> [WORK TO COMPLETE] Copy the material below line by line, without changing a single word or number.

> [ENTRIES PROVIDED]
----

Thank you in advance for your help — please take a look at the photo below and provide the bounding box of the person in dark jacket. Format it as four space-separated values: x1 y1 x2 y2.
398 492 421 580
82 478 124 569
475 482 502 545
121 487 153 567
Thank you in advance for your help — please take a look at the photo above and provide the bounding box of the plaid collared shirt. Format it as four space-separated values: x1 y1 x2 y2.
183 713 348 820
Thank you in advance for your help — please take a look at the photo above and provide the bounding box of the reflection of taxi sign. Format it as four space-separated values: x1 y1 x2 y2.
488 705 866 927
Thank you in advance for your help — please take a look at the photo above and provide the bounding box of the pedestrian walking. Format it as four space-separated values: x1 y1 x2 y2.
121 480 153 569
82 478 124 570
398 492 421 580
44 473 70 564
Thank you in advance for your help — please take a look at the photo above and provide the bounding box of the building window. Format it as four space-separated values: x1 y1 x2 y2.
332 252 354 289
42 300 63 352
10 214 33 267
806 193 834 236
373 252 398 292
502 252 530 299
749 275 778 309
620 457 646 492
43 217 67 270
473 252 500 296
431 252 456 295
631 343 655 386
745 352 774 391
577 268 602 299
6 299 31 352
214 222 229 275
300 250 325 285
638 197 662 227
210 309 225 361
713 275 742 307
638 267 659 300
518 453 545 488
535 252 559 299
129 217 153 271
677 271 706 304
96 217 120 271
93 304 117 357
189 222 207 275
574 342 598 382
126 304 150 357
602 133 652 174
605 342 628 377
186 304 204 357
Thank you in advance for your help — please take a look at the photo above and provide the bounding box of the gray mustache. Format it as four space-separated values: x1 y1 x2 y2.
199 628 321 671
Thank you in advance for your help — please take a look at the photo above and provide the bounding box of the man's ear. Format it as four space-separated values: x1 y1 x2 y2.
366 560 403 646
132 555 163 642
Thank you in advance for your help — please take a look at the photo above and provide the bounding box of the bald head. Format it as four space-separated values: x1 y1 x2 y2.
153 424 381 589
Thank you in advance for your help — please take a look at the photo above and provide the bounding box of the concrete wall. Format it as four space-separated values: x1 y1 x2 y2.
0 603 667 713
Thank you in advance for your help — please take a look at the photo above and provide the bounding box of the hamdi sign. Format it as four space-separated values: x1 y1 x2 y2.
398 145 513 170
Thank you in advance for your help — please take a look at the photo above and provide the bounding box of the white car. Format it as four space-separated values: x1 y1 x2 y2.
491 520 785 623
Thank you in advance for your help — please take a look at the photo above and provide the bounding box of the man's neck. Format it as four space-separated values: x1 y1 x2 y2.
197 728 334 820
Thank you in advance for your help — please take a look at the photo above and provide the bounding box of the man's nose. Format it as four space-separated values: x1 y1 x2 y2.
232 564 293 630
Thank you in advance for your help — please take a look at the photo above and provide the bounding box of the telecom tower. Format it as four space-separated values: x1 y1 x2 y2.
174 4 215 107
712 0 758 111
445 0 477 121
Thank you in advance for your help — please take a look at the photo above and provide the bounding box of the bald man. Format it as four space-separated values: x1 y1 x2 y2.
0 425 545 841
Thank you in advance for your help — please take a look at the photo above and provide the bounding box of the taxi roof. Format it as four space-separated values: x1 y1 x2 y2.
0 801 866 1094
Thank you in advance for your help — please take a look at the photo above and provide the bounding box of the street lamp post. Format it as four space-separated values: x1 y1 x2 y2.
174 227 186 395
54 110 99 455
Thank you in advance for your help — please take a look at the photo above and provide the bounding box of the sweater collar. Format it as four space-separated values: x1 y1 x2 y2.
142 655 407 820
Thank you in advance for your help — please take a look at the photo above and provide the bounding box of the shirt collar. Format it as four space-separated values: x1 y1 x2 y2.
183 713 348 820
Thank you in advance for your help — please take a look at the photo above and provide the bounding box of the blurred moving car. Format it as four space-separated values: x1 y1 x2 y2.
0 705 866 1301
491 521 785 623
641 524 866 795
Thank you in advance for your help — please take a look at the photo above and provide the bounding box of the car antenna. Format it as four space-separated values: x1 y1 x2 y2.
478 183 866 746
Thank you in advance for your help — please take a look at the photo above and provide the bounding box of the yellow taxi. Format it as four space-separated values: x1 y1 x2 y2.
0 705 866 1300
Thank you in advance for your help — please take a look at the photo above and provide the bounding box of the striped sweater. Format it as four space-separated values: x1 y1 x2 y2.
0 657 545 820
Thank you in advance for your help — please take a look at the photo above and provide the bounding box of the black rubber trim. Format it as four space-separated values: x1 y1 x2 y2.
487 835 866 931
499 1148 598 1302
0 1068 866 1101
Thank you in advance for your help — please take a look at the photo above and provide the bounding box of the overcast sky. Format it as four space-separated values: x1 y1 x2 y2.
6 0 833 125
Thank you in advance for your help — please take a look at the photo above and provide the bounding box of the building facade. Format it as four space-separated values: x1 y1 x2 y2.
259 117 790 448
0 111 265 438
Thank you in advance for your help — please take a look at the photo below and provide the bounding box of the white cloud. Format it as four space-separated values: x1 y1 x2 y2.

----

> [THE SOLUTION]
Thank you in advance for your help — please take a look at the photo below and provide the bounding box of the person in dark jacket. Format it as four space-separated values: x1 y1 x2 y2.
398 492 421 580
82 478 124 569
475 482 502 545
121 487 153 567
Thank you in advance for your help — please take a look at the photo above and provide the bounding box of the plaid collared shirt. Format it as four space-separated values: x1 y1 x2 y2.
183 713 348 820
Thank you in advance for your help — please take a look at the photo above and provide the bounding box of the reflection of taxi sign. Format it as four space-separated values: x1 y1 x2 y2.
488 705 866 927
Thank you in advance for your help — please take a look at the photo above and provide the bounding box of the pedestrian walking. Format it as four space-separated values: x1 y1 x2 y2.
121 480 153 569
82 478 124 570
398 492 421 580
44 473 70 564
Thank you in advance for your help — please take a look at the photo above and provide the bounding box of the building window. Format it as four space-separated values: x1 y1 x2 y2.
332 252 354 289
42 300 63 352
10 214 33 267
806 193 834 236
373 252 398 292
502 252 530 299
749 275 778 309
620 457 646 492
43 217 67 270
473 252 500 296
431 252 456 295
631 343 655 386
745 352 774 391
577 268 602 299
6 299 31 352
214 222 229 275
300 250 325 285
638 197 662 227
210 309 225 361
713 275 742 307
638 267 659 300
518 453 545 488
535 252 559 299
129 217 153 271
677 271 706 304
96 217 120 271
93 304 117 357
189 222 207 275
574 342 598 382
126 304 150 357
602 133 652 174
605 342 628 377
186 304 204 357
Thank you in advance for your help — please take a look at the photo above and provide the bounding box of the gray mustache. Format it as four space-separated values: x1 y1 x2 y2.
199 628 321 671
Thank you in advance for your help — please take a look at the photo above and provide the bounding box of the man's ear. Format it as four space-separated values: x1 y1 x2 y2.
366 560 403 646
132 555 163 642
Thank you in advance for your help — please take a look at the photo above and provide the bounding box of the bald head. Format it as four space-separated values: x1 y1 x2 y2.
153 424 381 589
Thank you in advance for your help — please take a look at the photo above and provide the bounding box of the concrete wall. Format it as four space-separated values: x1 y1 x2 y2.
0 603 667 713
Thank you in advance for your help — please take a look at the photo above and provide the bounding box of the hamdi sign. Format it as four space-separated values: x1 y1 x2 y2.
398 145 513 170
Thank you in advance for your help — please take a look at the photo above and provide the bounding box of the white car. Format it as four space-separated values: x1 y1 x2 y2.
491 520 785 623
Thank you in advance for your help — please take a look at the photo above and provide the bounding box of the man's neck. Format it as four space-separated values: x1 y1 x2 y2.
197 728 334 820
Thank you in advance for your help — please take a look at the photo above and provide the bounding box of the man's nose. Format it as four space-separated values: x1 y1 x2 y2.
232 564 293 630
Thank you in advance for your help — please take a look at the photo above and provide the bounding box of the telecom tower. Format it as four space-separated values: x1 y1 x2 y2.
174 4 215 107
712 0 758 111
445 0 477 121
Thank you in advance for your help — please take a look at the photo above and provide the bounding box of the bald man. Format it as four space-separated values: x1 y1 x2 y2.
0 425 545 841
Thank you in advance for your help — please take a look at the photo above and provide the bounding box of the taxi roof. Format it as four space-separated values: x1 y1 x2 y2.
0 801 866 1094
Thank you in advance for your help — please take a look at the photo above and provide the bounding box of the street lamp post. Format it as four space-separated values: x1 y1 x2 y2.
174 227 186 395
54 110 99 455
Thank you in advance for your help — please take a look at the photo above and provide the bounding box of the sweater collar. Format it as four space-separated values: x1 y1 x2 y2.
142 655 407 820
Thank you in advance for your help — please take a look at the photo above and provide the bounding box of the shirt collar. Format it as four space-separated values: x1 y1 x2 y2.
183 713 348 820
Thank you in advance for your help — please take a look at the photo above and provide the bounding box of the blurred moving car. Format it as four space-separated values: x1 y1 x2 y2.
0 705 866 1301
491 521 785 623
641 524 866 795
Thank you in advance for your help — please take a look at the photo above and provide the bounding box of the car antenna. Format it as four space-separated values: x1 y1 x2 y2.
478 183 866 746
Thank you in advance for your help — please take a look at the photo above and provide the bounding box of the yellow taxi. Format it as four space-separated values: x1 y1 x2 y2.
0 705 866 1300
Thank you in advance for your help — please take a look at the photo above and provide the bounding box of the striped sweater. Format it as four space-separated values: x1 y1 x2 y2.
0 657 545 820
Thank you in advance for your help — please take a look at the photo above and provide the bounding box of the black rubber trim. Format it as four space-separated values: x1 y1 x2 y2.
487 835 866 931
499 1148 598 1302
0 1068 866 1101
Thank you in advance for your help — please take a look at the photo above and provide the bounding box of the overcast sky. Format it as four space-separated values: x1 y1 x2 y2.
6 0 833 125
Thank you in advance for your help — please take a look at the photo above and provide the bounding box of the building facade. Format it as four space-separated values: x1 y1 x2 y2.
259 117 790 448
0 111 265 438
Thank you in advance for your help — please take a look at the photo below and provide the bounding box of the white cloud. Format it as four space-separated values: x1 y1 x2 y2.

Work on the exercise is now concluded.